- Given passage -
No.  When a mother signs the Informed Consent to donate cord blood, she gives up any guaranteed access to that blood.  The blood may not be banked, and if it is banked, it may be released to some one else.  There have been cases where families needed their child's cord blood and got it back from a public bank, but it is important to realize there are no guarantees of access to donated cord blood.  Cord blood donors also do not receive guarantees of priority treatment or waived fees if your child later needs a donor.  The reward for donating cord blood is the possibility that your baby may Be The Match that saves a life.
What is HLA Type and how is it used?
The term "HLA" is short for Human Leukocyte Antigens, and these are proteins in the immune system that determine whether a patient will react against a donor transplant.  A very good basic tutorial about HLA types is on the Stanford Website, and the national Be The Match program (aka NMDP) has more info on the role of HLA type in transplants of stem cells from bone marrow or cord blood.

Briefly, there are 6 HLA types that are important for stem cell transplants: in a bone marrow transplant the patient and donor must match at all 6 (100% match), whereas a cord blood transplant is just as effective at curing patients with only a 4 out of 6 match (67% match) between donor and patient.  This is the reason that donations to the national cord blood inventory managed by NMDP are so important to help patients who come from minority or mixed racial backgrounds.

- Given data -
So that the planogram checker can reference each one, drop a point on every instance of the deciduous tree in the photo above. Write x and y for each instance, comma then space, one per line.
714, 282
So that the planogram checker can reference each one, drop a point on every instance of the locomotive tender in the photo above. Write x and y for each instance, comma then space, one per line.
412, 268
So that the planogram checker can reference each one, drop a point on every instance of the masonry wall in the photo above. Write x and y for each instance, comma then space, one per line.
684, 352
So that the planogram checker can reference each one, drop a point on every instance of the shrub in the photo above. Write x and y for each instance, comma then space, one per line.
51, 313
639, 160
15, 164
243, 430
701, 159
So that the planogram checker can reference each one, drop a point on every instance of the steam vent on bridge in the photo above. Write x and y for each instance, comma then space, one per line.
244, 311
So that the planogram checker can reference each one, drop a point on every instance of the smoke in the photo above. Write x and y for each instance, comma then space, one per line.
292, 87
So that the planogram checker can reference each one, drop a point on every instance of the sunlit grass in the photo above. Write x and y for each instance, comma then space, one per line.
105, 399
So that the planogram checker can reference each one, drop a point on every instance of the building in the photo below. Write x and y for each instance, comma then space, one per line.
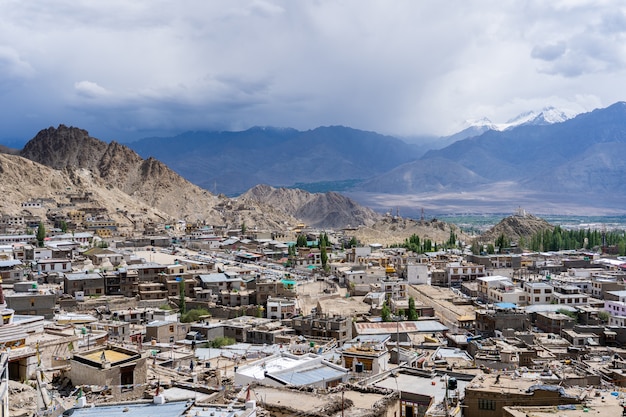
166, 331
28, 299
497, 318
366, 354
538, 292
4, 384
553, 322
87, 284
284, 369
321, 325
123, 371
281, 308
487, 395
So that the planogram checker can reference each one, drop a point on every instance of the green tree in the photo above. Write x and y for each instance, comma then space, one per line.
41, 234
301, 241
219, 342
604, 316
194, 315
452, 239
182, 304
385, 312
502, 242
412, 311
324, 257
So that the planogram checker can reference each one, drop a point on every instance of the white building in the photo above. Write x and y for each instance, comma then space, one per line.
280, 308
538, 292
284, 369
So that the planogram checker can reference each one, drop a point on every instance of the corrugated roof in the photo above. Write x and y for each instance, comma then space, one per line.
172, 409
310, 376
420, 326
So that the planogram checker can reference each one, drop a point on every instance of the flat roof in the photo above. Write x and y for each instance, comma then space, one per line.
107, 354
420, 326
434, 387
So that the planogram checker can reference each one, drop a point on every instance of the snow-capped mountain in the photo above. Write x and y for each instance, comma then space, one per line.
546, 116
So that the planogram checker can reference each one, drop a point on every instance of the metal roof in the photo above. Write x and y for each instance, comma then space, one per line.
420, 326
310, 376
172, 409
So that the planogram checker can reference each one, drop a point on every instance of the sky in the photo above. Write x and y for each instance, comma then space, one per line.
124, 70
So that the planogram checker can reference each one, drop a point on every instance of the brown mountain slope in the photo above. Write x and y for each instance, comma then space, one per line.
393, 230
330, 210
114, 167
518, 225
22, 180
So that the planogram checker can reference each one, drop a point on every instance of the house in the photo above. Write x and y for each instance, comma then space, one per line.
124, 371
488, 394
45, 266
281, 308
538, 292
284, 369
27, 299
324, 326
166, 331
87, 283
366, 354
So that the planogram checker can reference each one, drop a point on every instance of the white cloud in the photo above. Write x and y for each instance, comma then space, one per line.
400, 67
90, 89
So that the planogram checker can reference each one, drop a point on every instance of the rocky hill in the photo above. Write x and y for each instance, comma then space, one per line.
233, 162
391, 230
327, 210
518, 225
68, 160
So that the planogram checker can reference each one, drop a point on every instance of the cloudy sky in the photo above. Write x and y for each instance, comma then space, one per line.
129, 69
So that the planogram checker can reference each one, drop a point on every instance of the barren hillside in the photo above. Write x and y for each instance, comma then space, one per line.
392, 229
516, 226
330, 210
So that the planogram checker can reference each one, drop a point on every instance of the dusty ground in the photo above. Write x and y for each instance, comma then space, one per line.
333, 302
22, 399
301, 401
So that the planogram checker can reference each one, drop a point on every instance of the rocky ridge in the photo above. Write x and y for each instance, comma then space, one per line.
516, 226
330, 210
66, 160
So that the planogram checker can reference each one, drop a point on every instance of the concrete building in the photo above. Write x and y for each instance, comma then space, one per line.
284, 369
321, 325
281, 308
538, 292
487, 395
4, 384
87, 283
123, 371
28, 299
166, 331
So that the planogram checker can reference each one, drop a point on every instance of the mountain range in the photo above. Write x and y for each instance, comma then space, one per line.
546, 161
232, 162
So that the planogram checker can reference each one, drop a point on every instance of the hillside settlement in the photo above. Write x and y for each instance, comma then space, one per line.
198, 319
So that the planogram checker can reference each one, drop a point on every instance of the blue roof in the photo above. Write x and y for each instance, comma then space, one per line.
310, 376
172, 409
506, 305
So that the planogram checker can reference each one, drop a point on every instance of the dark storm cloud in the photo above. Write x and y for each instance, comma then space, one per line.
120, 69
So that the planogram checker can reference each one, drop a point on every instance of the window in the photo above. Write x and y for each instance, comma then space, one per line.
486, 404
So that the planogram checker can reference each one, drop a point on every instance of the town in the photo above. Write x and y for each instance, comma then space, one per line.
198, 319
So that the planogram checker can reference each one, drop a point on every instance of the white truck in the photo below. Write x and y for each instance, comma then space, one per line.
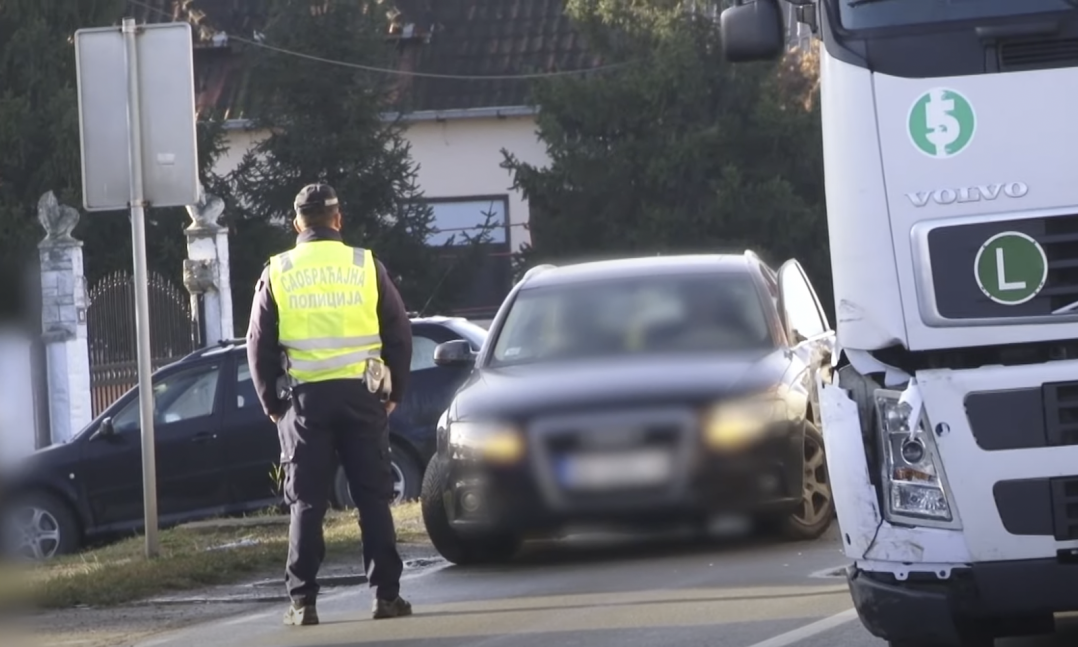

- Activity list -
1. List every guarantee that the passage on cord blood donation says donors do not receive.
2. Print the stretch of the passage on cord blood donation from "No.  When a" through "saves a life.".

- List of answers -
1.
- Guaranteed access to the donated cord blood
- Priority treatment if the child later needs a donor
- Waived fees if the child later needs a donor

2.
No.  When a mother signs the Informed Consent to donate cord blood, she gives up any guaranteed access to that blood.  The blood may not be banked, and if it is banked, it may be released to some one else.  There have been cases where families needed their child's cord blood and got it back from a public bank, but it is important to realize there are no guarantees of access to donated cord blood.  Cord blood donors also do not receive guarantees of priority treatment or waived fees if your child later needs a donor.  The reward for donating cord blood is the possibility that your baby may Be The Match that saves a life.